> Records for the task
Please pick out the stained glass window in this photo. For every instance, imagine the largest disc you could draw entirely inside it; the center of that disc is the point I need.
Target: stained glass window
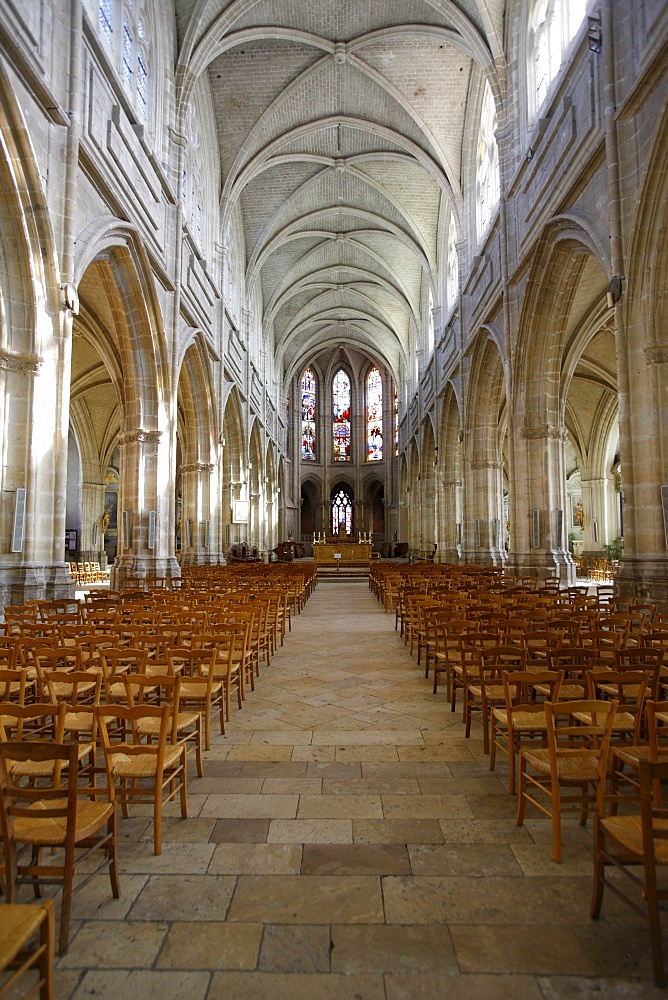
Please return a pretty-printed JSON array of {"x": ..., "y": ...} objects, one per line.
[
  {"x": 127, "y": 53},
  {"x": 308, "y": 393},
  {"x": 452, "y": 276},
  {"x": 342, "y": 513},
  {"x": 341, "y": 416},
  {"x": 396, "y": 422},
  {"x": 487, "y": 171},
  {"x": 374, "y": 416},
  {"x": 105, "y": 12},
  {"x": 142, "y": 86},
  {"x": 553, "y": 26}
]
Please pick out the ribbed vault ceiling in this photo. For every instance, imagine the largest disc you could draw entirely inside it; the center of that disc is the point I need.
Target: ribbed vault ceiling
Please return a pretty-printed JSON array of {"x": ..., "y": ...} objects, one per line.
[{"x": 340, "y": 128}]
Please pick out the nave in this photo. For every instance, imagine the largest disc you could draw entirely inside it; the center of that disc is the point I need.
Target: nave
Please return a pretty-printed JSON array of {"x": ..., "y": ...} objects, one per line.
[{"x": 347, "y": 841}]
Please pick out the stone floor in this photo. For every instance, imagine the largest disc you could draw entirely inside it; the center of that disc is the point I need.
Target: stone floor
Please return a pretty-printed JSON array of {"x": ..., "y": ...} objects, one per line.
[{"x": 347, "y": 843}]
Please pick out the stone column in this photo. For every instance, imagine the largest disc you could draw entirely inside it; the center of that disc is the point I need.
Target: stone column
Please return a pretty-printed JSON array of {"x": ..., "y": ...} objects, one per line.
[
  {"x": 195, "y": 511},
  {"x": 139, "y": 509},
  {"x": 485, "y": 523},
  {"x": 541, "y": 485},
  {"x": 451, "y": 542},
  {"x": 595, "y": 510},
  {"x": 91, "y": 543}
]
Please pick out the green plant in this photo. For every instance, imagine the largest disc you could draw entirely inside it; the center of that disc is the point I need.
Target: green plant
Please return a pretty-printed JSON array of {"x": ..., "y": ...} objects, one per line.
[{"x": 614, "y": 549}]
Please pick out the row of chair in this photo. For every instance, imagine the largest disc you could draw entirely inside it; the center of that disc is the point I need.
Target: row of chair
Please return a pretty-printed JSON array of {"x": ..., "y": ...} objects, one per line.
[
  {"x": 570, "y": 688},
  {"x": 110, "y": 707}
]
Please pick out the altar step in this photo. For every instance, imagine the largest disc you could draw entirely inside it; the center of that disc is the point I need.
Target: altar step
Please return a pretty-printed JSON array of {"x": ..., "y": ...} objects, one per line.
[{"x": 345, "y": 573}]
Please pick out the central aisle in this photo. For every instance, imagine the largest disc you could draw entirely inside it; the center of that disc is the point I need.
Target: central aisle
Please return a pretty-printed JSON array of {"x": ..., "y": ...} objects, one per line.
[{"x": 347, "y": 843}]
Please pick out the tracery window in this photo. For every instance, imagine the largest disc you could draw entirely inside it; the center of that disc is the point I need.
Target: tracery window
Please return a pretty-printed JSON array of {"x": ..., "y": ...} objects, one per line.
[
  {"x": 452, "y": 267},
  {"x": 552, "y": 27},
  {"x": 342, "y": 512},
  {"x": 123, "y": 24},
  {"x": 487, "y": 166},
  {"x": 374, "y": 416},
  {"x": 192, "y": 182},
  {"x": 308, "y": 394},
  {"x": 396, "y": 422},
  {"x": 430, "y": 323},
  {"x": 341, "y": 416},
  {"x": 232, "y": 286}
]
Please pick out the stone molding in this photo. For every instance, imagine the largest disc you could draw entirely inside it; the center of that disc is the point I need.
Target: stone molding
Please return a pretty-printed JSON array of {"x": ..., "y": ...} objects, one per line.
[
  {"x": 198, "y": 467},
  {"x": 152, "y": 437},
  {"x": 544, "y": 431},
  {"x": 655, "y": 354},
  {"x": 21, "y": 364}
]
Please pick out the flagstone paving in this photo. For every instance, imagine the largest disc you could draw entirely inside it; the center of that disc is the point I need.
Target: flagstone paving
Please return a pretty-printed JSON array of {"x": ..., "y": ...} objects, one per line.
[{"x": 347, "y": 843}]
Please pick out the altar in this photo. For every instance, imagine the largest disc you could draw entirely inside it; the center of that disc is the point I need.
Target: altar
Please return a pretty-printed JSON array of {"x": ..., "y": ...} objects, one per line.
[{"x": 342, "y": 553}]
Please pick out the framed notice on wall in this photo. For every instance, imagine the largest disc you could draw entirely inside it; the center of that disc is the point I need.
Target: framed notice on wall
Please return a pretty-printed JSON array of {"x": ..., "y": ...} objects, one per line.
[{"x": 240, "y": 512}]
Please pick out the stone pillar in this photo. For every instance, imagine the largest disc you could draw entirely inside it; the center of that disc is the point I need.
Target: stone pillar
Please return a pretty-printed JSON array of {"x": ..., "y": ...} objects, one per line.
[
  {"x": 91, "y": 542},
  {"x": 139, "y": 522},
  {"x": 195, "y": 512},
  {"x": 541, "y": 485},
  {"x": 451, "y": 542},
  {"x": 595, "y": 510},
  {"x": 484, "y": 540}
]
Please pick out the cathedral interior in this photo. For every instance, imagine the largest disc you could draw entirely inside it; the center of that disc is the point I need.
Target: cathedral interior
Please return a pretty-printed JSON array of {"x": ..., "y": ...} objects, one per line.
[{"x": 269, "y": 268}]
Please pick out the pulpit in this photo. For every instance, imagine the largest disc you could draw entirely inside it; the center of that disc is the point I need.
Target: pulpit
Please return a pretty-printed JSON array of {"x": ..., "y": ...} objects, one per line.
[{"x": 342, "y": 553}]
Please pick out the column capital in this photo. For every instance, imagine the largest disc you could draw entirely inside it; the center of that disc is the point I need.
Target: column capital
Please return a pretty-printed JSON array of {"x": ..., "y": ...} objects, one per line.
[
  {"x": 142, "y": 436},
  {"x": 198, "y": 467},
  {"x": 556, "y": 432},
  {"x": 21, "y": 364},
  {"x": 656, "y": 354}
]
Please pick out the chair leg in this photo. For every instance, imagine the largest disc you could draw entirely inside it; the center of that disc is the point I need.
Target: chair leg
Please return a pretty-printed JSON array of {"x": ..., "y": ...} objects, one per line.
[
  {"x": 599, "y": 872},
  {"x": 521, "y": 801},
  {"x": 157, "y": 820},
  {"x": 556, "y": 828},
  {"x": 198, "y": 749},
  {"x": 654, "y": 930},
  {"x": 112, "y": 830},
  {"x": 184, "y": 786},
  {"x": 47, "y": 935},
  {"x": 66, "y": 909}
]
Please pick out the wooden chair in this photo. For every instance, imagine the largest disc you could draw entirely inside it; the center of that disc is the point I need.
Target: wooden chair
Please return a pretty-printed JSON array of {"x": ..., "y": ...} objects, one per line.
[
  {"x": 186, "y": 726},
  {"x": 647, "y": 658},
  {"x": 521, "y": 719},
  {"x": 576, "y": 663},
  {"x": 38, "y": 721},
  {"x": 636, "y": 841},
  {"x": 626, "y": 759},
  {"x": 575, "y": 759},
  {"x": 143, "y": 772},
  {"x": 228, "y": 642},
  {"x": 199, "y": 688},
  {"x": 467, "y": 668},
  {"x": 629, "y": 688},
  {"x": 117, "y": 661},
  {"x": 483, "y": 693},
  {"x": 27, "y": 943},
  {"x": 64, "y": 815}
]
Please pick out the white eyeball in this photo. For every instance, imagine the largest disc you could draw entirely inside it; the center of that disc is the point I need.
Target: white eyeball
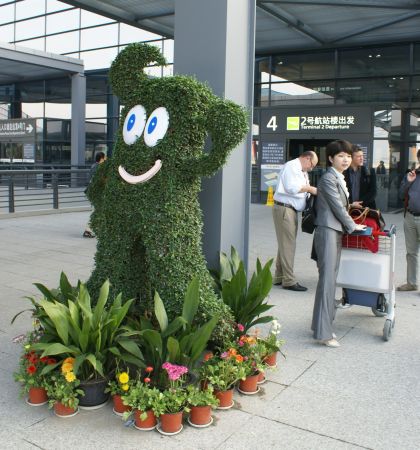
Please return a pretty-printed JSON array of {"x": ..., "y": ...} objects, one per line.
[
  {"x": 156, "y": 126},
  {"x": 134, "y": 124}
]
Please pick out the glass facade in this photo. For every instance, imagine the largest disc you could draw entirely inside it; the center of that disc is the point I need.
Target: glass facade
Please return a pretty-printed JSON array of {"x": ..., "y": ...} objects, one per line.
[
  {"x": 59, "y": 28},
  {"x": 385, "y": 79}
]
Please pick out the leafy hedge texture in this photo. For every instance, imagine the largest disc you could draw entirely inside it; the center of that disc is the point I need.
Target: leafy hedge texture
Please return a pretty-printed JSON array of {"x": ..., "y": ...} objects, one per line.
[{"x": 149, "y": 234}]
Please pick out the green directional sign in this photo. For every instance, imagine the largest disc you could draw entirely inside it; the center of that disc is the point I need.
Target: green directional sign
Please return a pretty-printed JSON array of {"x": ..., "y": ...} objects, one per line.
[{"x": 292, "y": 123}]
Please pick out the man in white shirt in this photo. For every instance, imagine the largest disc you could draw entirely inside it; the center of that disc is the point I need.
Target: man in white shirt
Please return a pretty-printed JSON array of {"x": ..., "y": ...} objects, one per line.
[{"x": 292, "y": 190}]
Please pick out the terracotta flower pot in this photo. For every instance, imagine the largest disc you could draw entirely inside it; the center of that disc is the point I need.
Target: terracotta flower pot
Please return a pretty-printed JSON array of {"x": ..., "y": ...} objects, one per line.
[
  {"x": 171, "y": 423},
  {"x": 200, "y": 415},
  {"x": 37, "y": 396},
  {"x": 225, "y": 398},
  {"x": 119, "y": 406},
  {"x": 250, "y": 384},
  {"x": 271, "y": 360},
  {"x": 148, "y": 423},
  {"x": 62, "y": 410}
]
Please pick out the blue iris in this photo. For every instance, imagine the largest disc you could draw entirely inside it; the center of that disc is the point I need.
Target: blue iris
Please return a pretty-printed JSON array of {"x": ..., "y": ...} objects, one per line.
[
  {"x": 131, "y": 122},
  {"x": 152, "y": 125}
]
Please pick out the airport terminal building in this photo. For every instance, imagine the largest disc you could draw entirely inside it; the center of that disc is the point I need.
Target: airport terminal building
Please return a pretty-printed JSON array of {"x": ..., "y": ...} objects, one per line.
[{"x": 322, "y": 72}]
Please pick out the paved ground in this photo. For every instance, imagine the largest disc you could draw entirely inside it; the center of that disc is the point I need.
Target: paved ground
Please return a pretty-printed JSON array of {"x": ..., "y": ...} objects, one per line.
[{"x": 365, "y": 394}]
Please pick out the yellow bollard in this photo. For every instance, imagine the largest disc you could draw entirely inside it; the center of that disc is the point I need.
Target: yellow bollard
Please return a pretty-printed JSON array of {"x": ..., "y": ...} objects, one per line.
[{"x": 270, "y": 196}]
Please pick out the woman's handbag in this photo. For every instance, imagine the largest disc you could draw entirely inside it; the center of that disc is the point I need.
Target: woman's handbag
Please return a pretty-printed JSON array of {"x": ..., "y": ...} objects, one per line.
[{"x": 309, "y": 215}]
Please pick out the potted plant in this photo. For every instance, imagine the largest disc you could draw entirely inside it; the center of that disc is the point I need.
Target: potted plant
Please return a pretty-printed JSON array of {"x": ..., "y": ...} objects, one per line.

> Request
Reproduce, word for word, the lines above from the one containing "Please pick out the paved" through the end of the lines, including both ends.

> The reply
Please pick out the paved ground in this photo. For every instance, imagine the largest disc you could draw entirely inside it; the center of that disc is the point I need.
Target: paved ground
Please return a pretty-printed JSON array of {"x": ..., "y": ...} objects, one per line.
[{"x": 365, "y": 394}]
Please pick out the yellow bollard in this photo. For every instance, imagine the largest disc you could draw entirely inside it; the center of that disc is the point I need.
Target: yellow bollard
Please return a pretty-printed JSON array of {"x": ..., "y": ...} objects, one per line.
[{"x": 270, "y": 196}]
Please pick out the woman's handbag in this photo. For every instance, imagine the largest disc you could draw entirely inside it; the center of that disc is the point I need.
Target: woman's handbag
Please return a pretty-printed JSON array of {"x": ..., "y": ...} objects, one per line.
[{"x": 309, "y": 215}]
Please pick out the potted plant in this photo. For every instance, imagine the largest disc you could draw entirely inside it; the center of that disc is the point I need.
Target: potted plant
Please return a pretty-printed JSON array of {"x": ..., "y": ...} objects, one per line.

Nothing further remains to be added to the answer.